# SELECTED PASSAGE
━━━━━━━━━━━━━━━━
By Christie Medina, ’17 Business
Ekin Pehlivan, Assistant Professor of Marketing
Christie Medina and Ekin Pehlivan

In this study, we utilize marketing research techniques to measure CSU Channel Islands’ effectiveness in instilling the four mission pillars into the student body. These four pillars are multiculturalism, community engagement, interdisciplinary and internationalism. CI offers many curricular and extracurricular opportunities for students to reach these ends, such as interdisciplinary student research communities, service learning and volunteering activities, long- and short-term study-abroad programs and events to foster tolerance, acceptance and appreciation of diverse cultural perspectives.

While effectiveness is difficult to define in the context of a university mission statement, for our purposes we define effectiveness as how strongly or successfully CI was able to instill the four mission pillars into the class of 2016 in comparison to the incoming students. We set out to measure the effectiveness of these opportunities through a survey that uses psychographic measurement scales created by marketing scholars (Jibaja et al 2000; Leucht et al 1990; Morais & Ogden 2011) to segment students and measure the differences between incoming students (freshman and first-year transfer students) to the graduating class of 2016. The survey was distributed to all 5,918 undergraduate students. We received 682 unique responses.
━━━━━━━━━━━━━━━━
# RECORDED INFORMATION
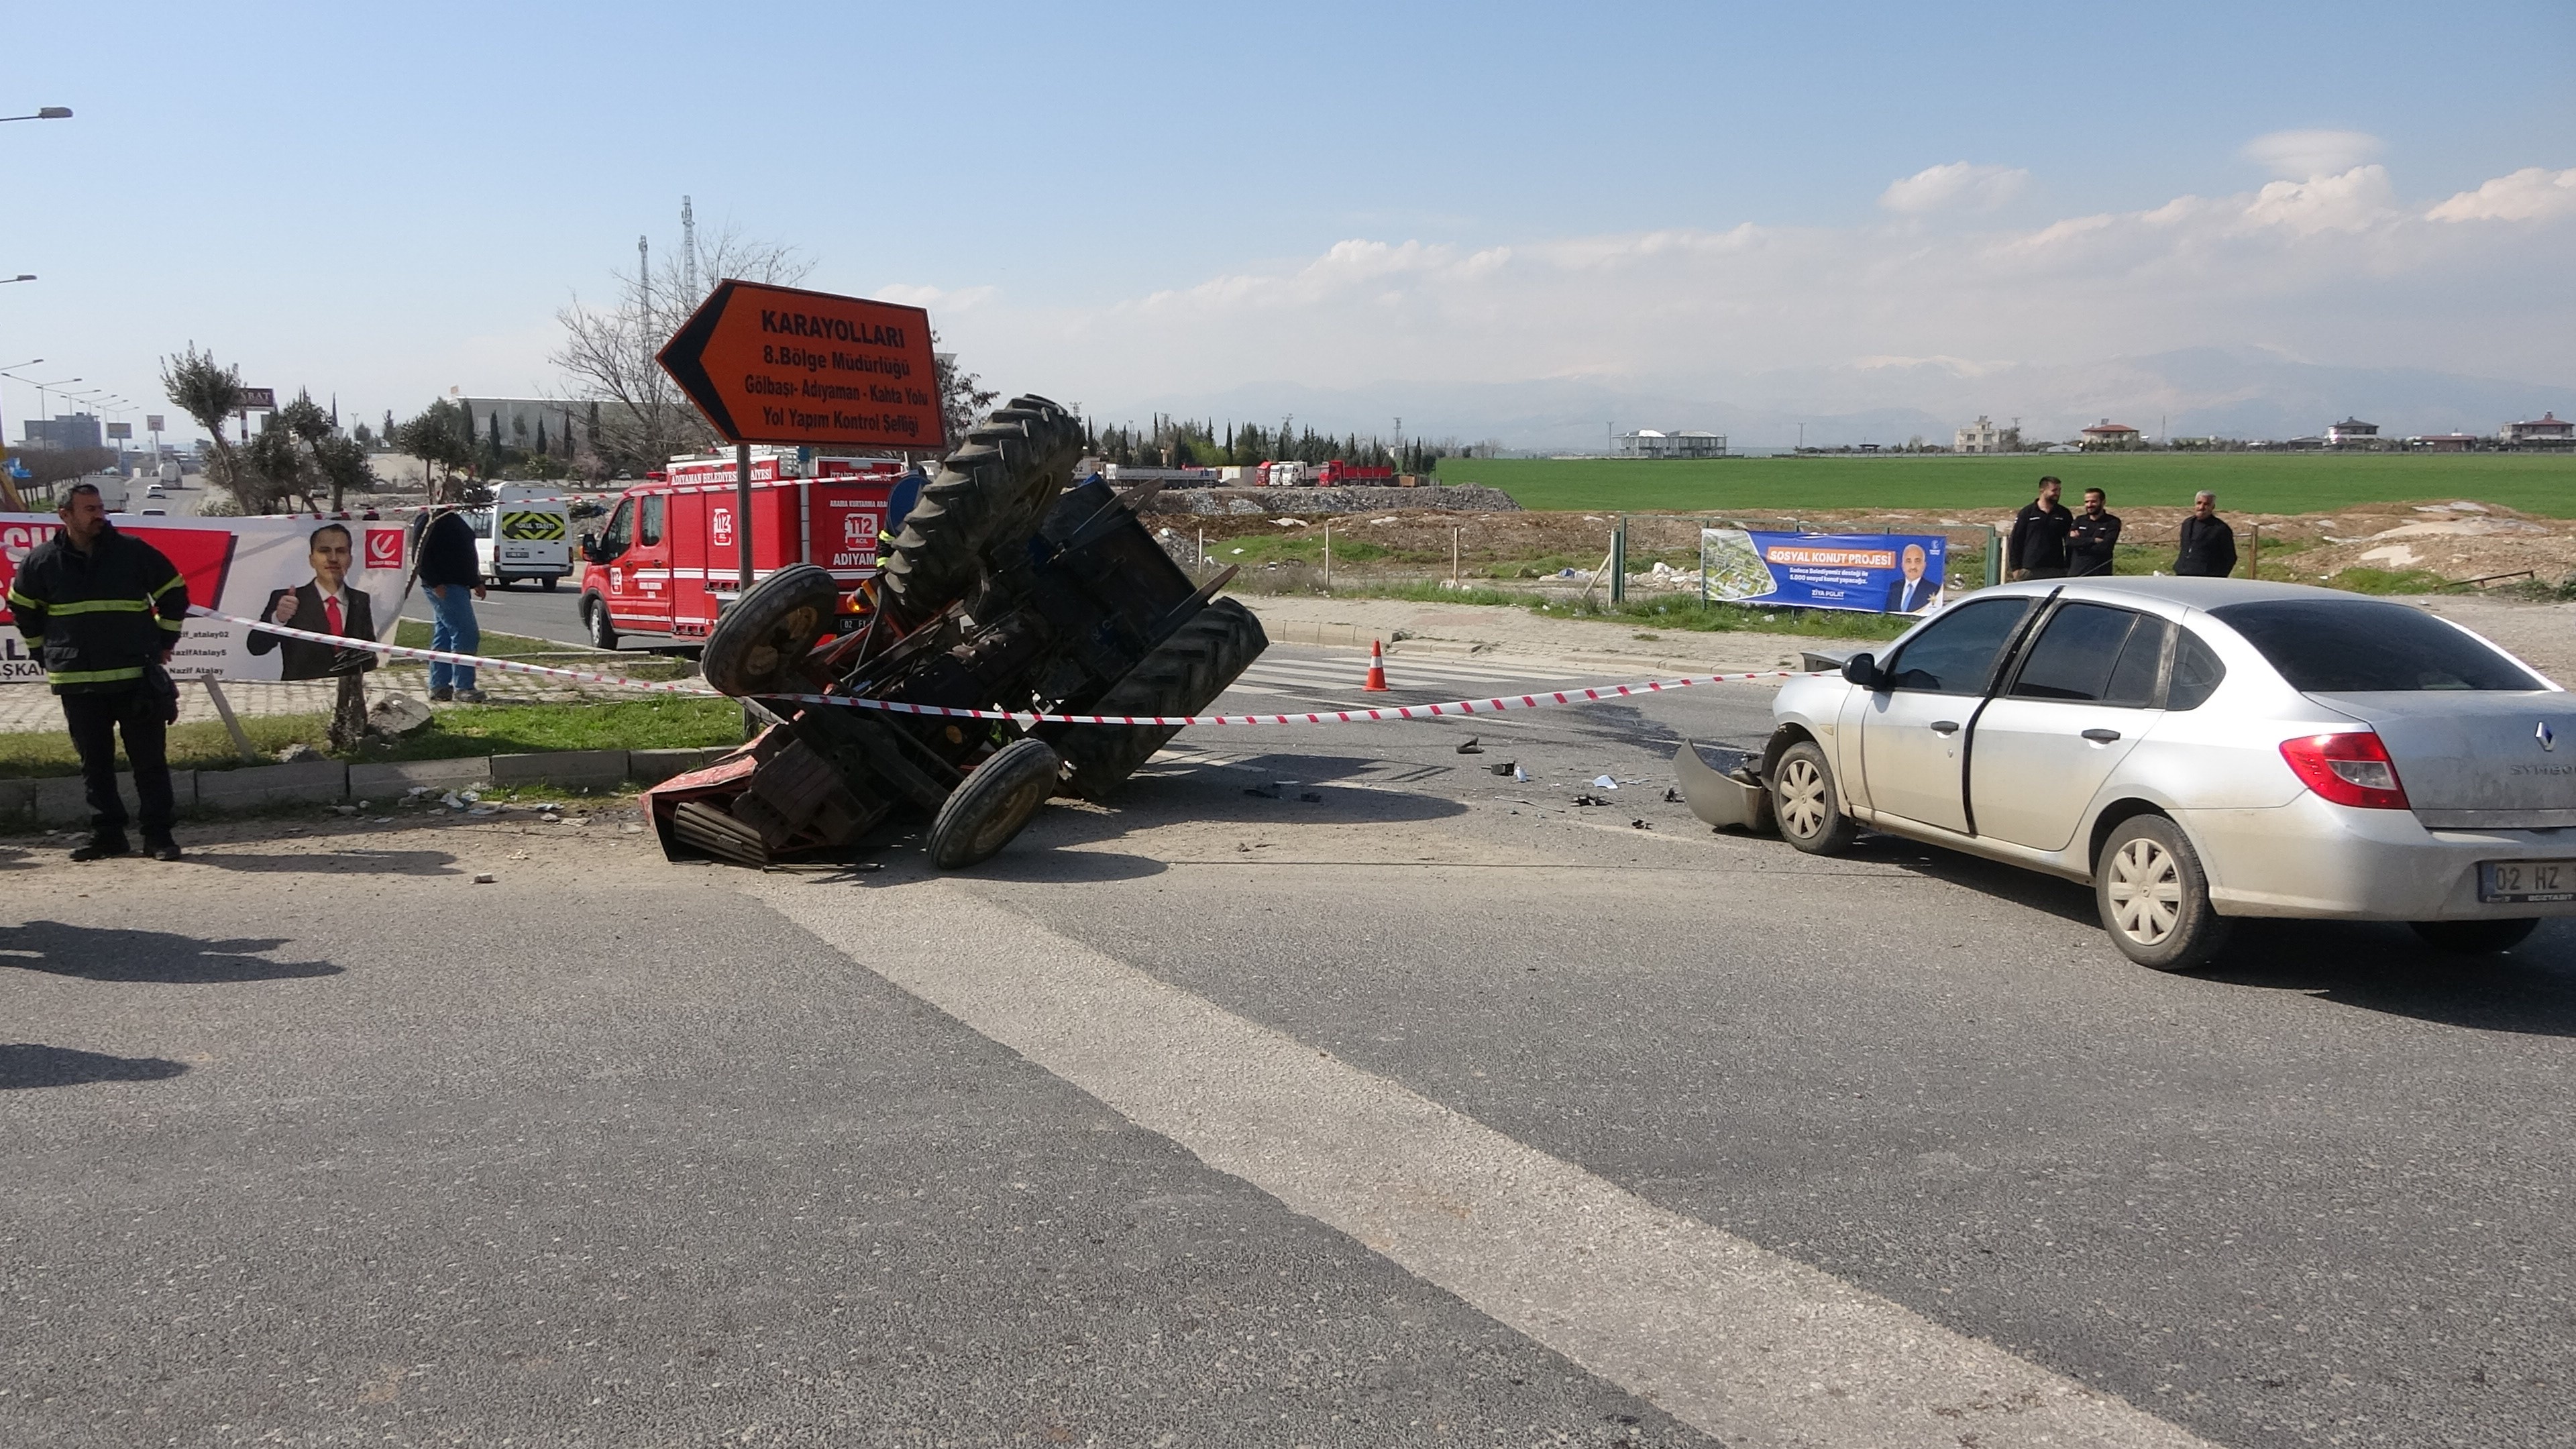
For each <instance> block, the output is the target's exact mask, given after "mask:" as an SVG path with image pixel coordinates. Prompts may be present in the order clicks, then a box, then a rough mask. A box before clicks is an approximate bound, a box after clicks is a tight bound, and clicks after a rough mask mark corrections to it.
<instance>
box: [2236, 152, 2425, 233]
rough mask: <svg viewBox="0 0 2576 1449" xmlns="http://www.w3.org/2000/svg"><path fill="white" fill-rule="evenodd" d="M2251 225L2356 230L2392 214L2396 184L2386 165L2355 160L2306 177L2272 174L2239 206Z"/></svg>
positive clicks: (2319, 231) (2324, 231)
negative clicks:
━━━━━━━━━━━━━━━━
# TASK INSTRUCTIONS
• a. How many unique responses did the CSU Channel Islands study summary receive?
• b. Please rewrite the CSU Channel Islands study summary from "In this study, we" to "diverse cultural perspectives.", swapping "pillars" for "values".
• c. Extend the CSU Channel Islands study summary with a further passage that follows its last sentence.

# TASK-BY-TASK ANSWERS
• a. 682 unique responses.

• b.
In this study, we utilize marketing research techniques to measure CSU Channel Islands’ effectiveness in instilling the four mission values into the student body. These four values are multiculturalism, community engagement, interdisciplinary and internationalism. CI offers many curricular and extracurricular opportunities for students to reach these ends, such as interdisciplinary student research communities, service learning and volunteering activities, long- and short-term study-abroad programs and events to foster tolerance, acceptance and appreciation of diverse cultural perspectives.

• c.
We hypothesized that the graduating class would score significantly higher than the incoming class on scales related to multicultural diversity, interdisciplinary approaches, international perspectives and community engagement. Our preliminary results suggest that our hypothesis regarding community engagement was supported, and our hypotheses regarding multicultural diversity, interdisciplinary approaches and international perspectives were marginally supported at a significance level of ≤ 0.1. While the graduating class scored higher on each variable than the incoming class, the mean comparisons may suggest that CI students gain an appreciation for community engagement during their college experience (assuming incoming cohorts are similar each year).

While there were several limitations to this study, the major limitation is the cross sectional data: We do not follow the incoming students as a panel to understand whether they graduated with higher scores in these four areas than their score at admission, but merely compare the incoming and graduating class’s score on each pillar.

Multiculturalism, Community Engagement, Interdisciplinary and Internationalism pillars

Our contribution to CI through this study can be two-fold: First this study might enable us to evaluate how well CI can instill its core values across the student body. A secondary contribution can be to provide information to recruitment and admissions on how to target specific students during the admissions process based on the psychographic profile of the current student body.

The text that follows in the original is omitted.